_The task_
Your answer should hold only the line containing "row: person's hand" and each line that follows it in the listing, copied exactly.

_Records supplied_
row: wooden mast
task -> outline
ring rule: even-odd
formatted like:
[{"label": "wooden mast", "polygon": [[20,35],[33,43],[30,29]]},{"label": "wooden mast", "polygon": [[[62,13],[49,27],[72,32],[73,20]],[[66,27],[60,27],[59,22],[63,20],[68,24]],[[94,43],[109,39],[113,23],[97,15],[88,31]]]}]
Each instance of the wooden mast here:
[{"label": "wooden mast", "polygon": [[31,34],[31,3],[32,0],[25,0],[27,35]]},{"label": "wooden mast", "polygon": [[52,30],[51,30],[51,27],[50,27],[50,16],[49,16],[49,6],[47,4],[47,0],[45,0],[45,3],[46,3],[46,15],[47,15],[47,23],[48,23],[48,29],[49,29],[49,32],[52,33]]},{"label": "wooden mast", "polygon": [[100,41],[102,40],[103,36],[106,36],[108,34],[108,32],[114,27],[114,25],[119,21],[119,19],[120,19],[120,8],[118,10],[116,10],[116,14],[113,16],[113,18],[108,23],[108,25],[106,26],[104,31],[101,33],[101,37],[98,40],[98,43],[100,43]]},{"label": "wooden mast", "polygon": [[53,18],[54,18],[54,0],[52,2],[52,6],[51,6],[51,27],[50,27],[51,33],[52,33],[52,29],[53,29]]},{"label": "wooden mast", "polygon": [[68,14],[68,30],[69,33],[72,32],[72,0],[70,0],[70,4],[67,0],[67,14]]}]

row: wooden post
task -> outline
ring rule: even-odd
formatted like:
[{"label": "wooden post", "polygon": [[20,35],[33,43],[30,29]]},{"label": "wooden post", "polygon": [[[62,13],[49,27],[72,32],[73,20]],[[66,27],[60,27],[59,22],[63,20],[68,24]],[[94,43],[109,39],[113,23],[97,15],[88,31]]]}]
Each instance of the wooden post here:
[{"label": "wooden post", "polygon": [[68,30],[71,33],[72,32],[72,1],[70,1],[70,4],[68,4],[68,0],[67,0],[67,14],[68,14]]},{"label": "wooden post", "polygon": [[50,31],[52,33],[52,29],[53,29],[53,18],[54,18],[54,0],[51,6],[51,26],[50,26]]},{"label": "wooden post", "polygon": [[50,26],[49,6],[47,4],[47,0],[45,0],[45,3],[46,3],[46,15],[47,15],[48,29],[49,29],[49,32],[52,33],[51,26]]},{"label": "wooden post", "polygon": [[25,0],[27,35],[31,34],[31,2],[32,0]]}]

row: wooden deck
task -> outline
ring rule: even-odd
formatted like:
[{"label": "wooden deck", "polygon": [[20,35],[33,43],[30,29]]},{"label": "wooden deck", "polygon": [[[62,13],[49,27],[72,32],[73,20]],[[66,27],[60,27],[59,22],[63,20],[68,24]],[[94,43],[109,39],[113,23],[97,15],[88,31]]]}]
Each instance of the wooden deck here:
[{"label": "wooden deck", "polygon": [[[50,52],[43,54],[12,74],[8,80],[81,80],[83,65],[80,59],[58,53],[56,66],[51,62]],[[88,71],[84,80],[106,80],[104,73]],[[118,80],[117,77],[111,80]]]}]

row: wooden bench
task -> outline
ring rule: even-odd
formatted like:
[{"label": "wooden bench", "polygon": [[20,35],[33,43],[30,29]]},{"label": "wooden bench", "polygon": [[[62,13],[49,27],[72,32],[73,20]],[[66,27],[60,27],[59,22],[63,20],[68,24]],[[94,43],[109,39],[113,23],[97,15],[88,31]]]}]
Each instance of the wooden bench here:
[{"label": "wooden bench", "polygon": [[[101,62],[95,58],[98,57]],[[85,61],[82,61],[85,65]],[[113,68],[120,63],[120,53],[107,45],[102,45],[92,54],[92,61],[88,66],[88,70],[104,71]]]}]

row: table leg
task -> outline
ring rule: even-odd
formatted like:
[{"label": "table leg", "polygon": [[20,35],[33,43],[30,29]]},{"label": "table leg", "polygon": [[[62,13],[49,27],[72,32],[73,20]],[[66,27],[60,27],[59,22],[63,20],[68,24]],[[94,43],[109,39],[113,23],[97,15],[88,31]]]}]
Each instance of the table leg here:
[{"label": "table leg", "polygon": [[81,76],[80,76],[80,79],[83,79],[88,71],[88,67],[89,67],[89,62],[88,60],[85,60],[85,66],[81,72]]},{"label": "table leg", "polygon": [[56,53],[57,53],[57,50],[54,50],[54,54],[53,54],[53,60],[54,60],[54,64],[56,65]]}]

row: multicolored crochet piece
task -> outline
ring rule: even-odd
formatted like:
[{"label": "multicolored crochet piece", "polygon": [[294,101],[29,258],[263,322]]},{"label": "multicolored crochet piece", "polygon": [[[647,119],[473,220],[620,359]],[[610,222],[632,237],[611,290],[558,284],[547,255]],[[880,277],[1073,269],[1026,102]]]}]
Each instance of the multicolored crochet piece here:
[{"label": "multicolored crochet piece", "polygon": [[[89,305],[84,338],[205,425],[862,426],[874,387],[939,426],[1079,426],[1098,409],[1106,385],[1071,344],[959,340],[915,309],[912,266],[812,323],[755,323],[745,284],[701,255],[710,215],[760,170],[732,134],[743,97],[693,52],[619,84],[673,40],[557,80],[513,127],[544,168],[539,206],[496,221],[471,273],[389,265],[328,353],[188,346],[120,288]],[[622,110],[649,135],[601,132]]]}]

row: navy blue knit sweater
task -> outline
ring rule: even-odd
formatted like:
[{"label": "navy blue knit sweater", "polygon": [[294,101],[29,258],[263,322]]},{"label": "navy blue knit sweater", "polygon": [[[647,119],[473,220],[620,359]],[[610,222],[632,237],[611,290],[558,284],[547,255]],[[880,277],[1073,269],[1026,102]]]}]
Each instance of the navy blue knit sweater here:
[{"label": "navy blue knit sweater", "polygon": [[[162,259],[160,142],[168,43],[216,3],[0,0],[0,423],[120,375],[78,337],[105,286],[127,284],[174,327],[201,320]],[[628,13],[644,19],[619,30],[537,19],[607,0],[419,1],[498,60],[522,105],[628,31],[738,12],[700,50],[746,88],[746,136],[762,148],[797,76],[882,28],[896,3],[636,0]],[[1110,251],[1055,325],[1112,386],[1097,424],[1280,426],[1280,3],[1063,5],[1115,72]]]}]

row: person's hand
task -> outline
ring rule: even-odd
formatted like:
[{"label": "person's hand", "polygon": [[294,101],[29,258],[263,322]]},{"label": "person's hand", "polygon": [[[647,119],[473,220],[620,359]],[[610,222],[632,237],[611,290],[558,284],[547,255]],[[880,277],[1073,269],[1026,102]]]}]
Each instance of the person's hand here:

_Task answer_
row: person's hand
task -> outline
ring rule: even-odd
formatted like:
[{"label": "person's hand", "polygon": [[294,101],[29,258],[263,322]]},{"label": "person's hand", "polygon": [[[647,119],[473,220],[620,359]],[[610,222],[632,237],[611,290],[558,284],[547,255]],[[880,277],[1073,269],[1026,102]]]}]
Each instance of the person's hand here:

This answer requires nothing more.